> **WORK TASK**:
Nothing may be left out or changed. Print every entry.

> **THE INPUT**:
+--
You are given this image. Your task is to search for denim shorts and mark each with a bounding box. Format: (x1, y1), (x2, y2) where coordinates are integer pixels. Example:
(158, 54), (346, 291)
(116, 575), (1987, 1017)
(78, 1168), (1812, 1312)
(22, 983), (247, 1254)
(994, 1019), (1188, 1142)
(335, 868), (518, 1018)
+--
> **WRITTEN REPLY**:
You are given this image. Your task is to search for denim shorts and mark each with a bounding box. Format: (x1, y1), (x2, y2) where coordinates are integer pixels. Example:
(158, 54), (346, 291)
(116, 575), (1987, 1017)
(78, 1168), (1812, 1312)
(22, 983), (247, 1254)
(994, 1019), (1188, 1142)
(335, 868), (518, 1018)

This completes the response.